Selected excerpt —
Yeah, symbols like the letter G. Whooda thunk it?



Annie said:


> their own names and symbols for heaven,


"Celestial Lodge.... Eternal Lodge....."



Annie said:


> their own burial rights


Well, we can and do perform masonic funerals. Not much different that any other service. And I think you mean rites, not rights.



Annie said:


> and teachings of salvation: a man can get to heaven by their own efforts.


Um, no. We do not teach salvation at all. We teach adherence to your faith.



Annie said:


> "He who wears the lambskins as a badge of masonry is continually reminded of that purity of life and conduct which is essentially necessary to his gaining admission to his celestial life above where the supreme architect above resides."


Here's what I tell members when I present them with their apron upon initiation:

_I now present you with a lambskin or white leather apron.
It is an emblem of innocence and the badge of a Mason; more ancient than the Golden Fleece or Roman Eagle; more honorable than the Star and Garter, or any other Order that can be conferred upon you at this time, or at any future period, by King, Prince, Potentate or any other person except he be a Mason; and which I hope you will wear with equal pleasure to yourself and honor to the Fraternity.

Dataset content —

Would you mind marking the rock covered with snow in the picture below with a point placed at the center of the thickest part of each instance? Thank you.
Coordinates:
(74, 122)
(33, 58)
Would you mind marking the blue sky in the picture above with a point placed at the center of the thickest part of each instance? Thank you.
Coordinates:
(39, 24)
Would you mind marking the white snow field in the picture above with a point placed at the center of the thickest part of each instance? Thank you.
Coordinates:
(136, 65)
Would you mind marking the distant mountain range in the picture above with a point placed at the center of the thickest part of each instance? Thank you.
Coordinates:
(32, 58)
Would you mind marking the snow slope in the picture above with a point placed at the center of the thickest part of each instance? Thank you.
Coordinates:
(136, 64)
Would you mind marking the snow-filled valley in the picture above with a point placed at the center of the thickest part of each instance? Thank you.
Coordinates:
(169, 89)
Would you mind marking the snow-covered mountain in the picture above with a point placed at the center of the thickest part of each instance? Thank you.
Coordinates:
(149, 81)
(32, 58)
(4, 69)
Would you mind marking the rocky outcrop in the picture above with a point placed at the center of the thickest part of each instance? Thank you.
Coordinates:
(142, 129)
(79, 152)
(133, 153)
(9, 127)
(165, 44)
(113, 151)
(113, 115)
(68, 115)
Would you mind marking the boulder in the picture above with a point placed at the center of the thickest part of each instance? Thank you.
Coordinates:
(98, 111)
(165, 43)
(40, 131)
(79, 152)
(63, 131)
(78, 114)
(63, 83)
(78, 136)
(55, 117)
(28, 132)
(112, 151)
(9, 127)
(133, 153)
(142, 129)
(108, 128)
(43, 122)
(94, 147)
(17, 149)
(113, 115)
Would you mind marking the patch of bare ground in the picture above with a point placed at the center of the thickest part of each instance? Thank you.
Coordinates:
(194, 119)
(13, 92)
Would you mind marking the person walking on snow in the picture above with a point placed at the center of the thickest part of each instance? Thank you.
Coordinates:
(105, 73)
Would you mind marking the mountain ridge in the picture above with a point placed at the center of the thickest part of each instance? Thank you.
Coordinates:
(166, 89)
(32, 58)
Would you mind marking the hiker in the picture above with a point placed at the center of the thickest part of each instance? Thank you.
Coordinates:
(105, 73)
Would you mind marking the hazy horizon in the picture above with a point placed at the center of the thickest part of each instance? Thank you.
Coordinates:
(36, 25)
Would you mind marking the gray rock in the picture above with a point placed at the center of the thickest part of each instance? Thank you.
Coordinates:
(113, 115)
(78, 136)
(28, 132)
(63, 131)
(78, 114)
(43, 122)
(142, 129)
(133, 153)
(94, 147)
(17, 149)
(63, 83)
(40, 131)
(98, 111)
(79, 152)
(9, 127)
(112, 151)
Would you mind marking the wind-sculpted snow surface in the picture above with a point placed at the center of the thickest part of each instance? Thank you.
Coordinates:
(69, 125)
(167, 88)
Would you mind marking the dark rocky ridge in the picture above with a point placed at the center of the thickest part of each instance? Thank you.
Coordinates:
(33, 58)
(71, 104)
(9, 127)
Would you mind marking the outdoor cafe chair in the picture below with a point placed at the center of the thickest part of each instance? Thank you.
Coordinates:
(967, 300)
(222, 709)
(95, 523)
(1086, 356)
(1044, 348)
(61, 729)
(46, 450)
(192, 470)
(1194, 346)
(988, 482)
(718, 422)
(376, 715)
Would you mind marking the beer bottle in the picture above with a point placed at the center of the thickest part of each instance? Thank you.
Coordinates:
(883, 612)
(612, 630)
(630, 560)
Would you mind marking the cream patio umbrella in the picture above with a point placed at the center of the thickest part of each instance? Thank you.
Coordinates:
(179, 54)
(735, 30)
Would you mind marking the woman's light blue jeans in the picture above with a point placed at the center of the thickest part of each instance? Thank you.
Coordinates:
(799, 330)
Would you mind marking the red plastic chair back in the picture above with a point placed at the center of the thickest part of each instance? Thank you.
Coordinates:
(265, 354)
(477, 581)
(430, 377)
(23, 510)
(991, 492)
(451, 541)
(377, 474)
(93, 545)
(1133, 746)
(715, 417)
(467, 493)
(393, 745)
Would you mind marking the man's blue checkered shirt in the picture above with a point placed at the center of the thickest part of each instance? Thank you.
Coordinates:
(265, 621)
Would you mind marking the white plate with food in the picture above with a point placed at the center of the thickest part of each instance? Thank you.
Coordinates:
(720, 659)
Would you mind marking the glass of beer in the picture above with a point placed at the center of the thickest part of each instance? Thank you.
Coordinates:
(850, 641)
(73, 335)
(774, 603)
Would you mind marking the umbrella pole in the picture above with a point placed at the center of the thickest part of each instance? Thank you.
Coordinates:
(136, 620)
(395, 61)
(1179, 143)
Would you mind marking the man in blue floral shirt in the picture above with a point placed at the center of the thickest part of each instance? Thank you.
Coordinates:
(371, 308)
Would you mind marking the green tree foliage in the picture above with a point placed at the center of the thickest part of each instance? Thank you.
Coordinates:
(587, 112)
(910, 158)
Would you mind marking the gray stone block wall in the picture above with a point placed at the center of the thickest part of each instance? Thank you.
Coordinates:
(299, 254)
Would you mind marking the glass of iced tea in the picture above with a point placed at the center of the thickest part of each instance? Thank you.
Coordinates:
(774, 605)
---
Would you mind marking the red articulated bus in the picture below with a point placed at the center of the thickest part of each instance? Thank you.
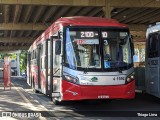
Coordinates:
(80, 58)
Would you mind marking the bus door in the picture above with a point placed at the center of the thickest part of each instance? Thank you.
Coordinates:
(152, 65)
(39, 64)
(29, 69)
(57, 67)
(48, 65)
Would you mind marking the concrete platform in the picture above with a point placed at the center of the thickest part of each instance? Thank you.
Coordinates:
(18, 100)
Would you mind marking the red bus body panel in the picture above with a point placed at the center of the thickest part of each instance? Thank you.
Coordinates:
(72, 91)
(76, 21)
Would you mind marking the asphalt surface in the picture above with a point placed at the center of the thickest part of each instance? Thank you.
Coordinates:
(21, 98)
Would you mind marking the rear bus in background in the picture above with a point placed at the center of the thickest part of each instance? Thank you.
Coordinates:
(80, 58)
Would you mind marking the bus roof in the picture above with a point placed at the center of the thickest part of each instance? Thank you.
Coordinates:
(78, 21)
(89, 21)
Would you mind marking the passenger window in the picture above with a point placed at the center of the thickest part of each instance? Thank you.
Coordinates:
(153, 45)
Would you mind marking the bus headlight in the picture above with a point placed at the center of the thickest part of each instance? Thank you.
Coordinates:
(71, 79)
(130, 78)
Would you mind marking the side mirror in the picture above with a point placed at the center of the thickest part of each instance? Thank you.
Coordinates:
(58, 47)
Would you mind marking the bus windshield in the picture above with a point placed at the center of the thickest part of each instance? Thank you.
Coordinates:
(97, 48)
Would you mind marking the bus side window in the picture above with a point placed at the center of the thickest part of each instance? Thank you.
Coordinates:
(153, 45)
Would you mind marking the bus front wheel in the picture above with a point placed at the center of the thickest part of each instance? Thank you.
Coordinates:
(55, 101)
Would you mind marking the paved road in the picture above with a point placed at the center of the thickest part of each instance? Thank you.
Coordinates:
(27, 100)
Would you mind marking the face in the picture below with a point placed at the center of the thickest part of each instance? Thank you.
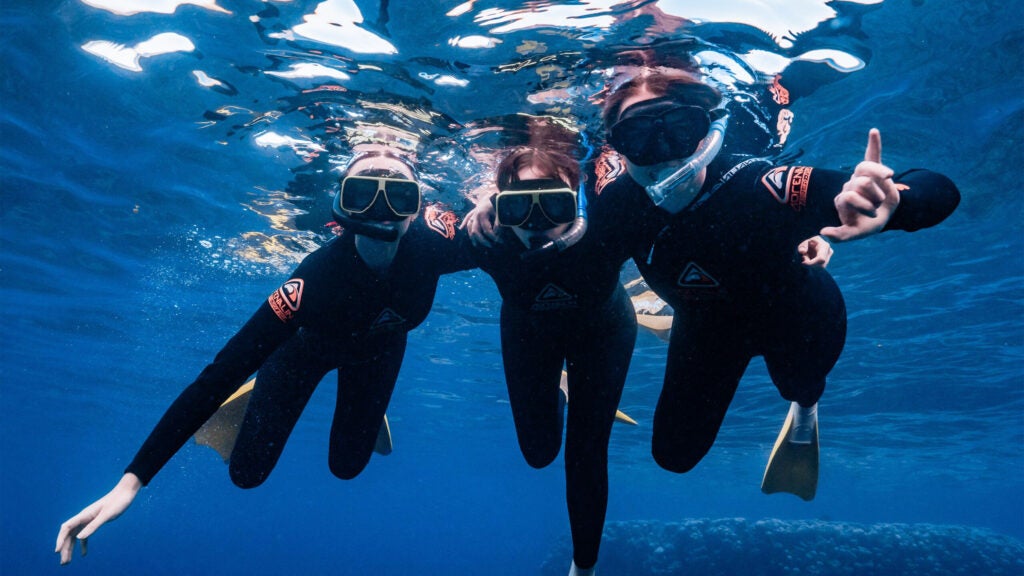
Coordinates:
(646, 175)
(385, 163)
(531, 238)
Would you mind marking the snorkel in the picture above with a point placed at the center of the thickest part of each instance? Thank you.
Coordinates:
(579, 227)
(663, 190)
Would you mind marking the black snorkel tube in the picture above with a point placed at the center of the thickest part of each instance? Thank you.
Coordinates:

What to do —
a) From the forum thread on Freemasonry, extract the stretch from "Well, we can" through "to your faith.".
b) Using the forum thread on Freemasonry, decide whether each statement agrees with it. Answer yes or no for each, and quote the words that decide it.
(i) The reply says Masons perform masonic funerals.
(ii) The reply says Masons teach salvation.
(iii) The apron given at initiation is called an emblem of innocence.
c) In the forum thread on Freemasonry, what kind of apron is presented to members upon initiation?

Answers to each task —
a)
Well, we can and do perform masonic funerals. Not much different that any other service. And I think you mean rites, not rights.



Annie said:


> and teachings of salvation: a man can get to heaven by their own efforts.


Um, no. We do not teach salvation at all. We teach adherence to your faith.

b)
(i) Yes: "Well, we can and do perform masonic funerals."
(ii) No: "We do not teach salvation at all."
(iii) Yes: "It is an emblem of innocence and the badge of a Mason"

c) A lambskin or white leather apron.